- What you have to do -
Transcribe the listing verbatim, please, with images dropped.

- Data for review -
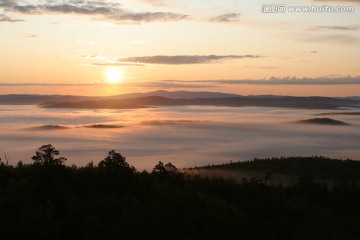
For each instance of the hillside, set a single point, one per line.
(111, 200)
(285, 170)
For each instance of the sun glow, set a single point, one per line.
(114, 75)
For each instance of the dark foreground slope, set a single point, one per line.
(103, 202)
(241, 101)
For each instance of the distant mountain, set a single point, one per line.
(323, 121)
(177, 95)
(180, 98)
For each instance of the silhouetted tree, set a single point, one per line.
(114, 162)
(45, 156)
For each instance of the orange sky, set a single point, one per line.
(65, 42)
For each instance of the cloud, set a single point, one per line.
(4, 18)
(154, 2)
(7, 3)
(335, 38)
(225, 18)
(337, 28)
(119, 64)
(107, 10)
(283, 81)
(181, 59)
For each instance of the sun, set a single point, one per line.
(114, 75)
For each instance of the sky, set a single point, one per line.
(247, 47)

- Solution to the exercise -
For each instance of the hillside, set a single point, one per line.
(111, 200)
(285, 170)
For each instance of the sun glow, set a single point, one per line.
(114, 75)
For each instance of the dark foreground slope, set a single point, one per line.
(103, 202)
(241, 101)
For each instance of the distant mountain, set a single point, one per line.
(323, 121)
(177, 95)
(180, 98)
For each instance of the silhouetted tree, set a single point, one per line.
(114, 162)
(45, 156)
For each instance of the orange sky, set a single point, one per line.
(65, 42)
For each instance of the cloud, set a single point, one per line.
(4, 18)
(154, 2)
(7, 3)
(335, 38)
(225, 18)
(337, 28)
(119, 64)
(107, 10)
(283, 81)
(181, 59)
For each instance of the sun, set a single point, one per line.
(114, 75)
For each instance of the sky, set a single point, one per line.
(247, 47)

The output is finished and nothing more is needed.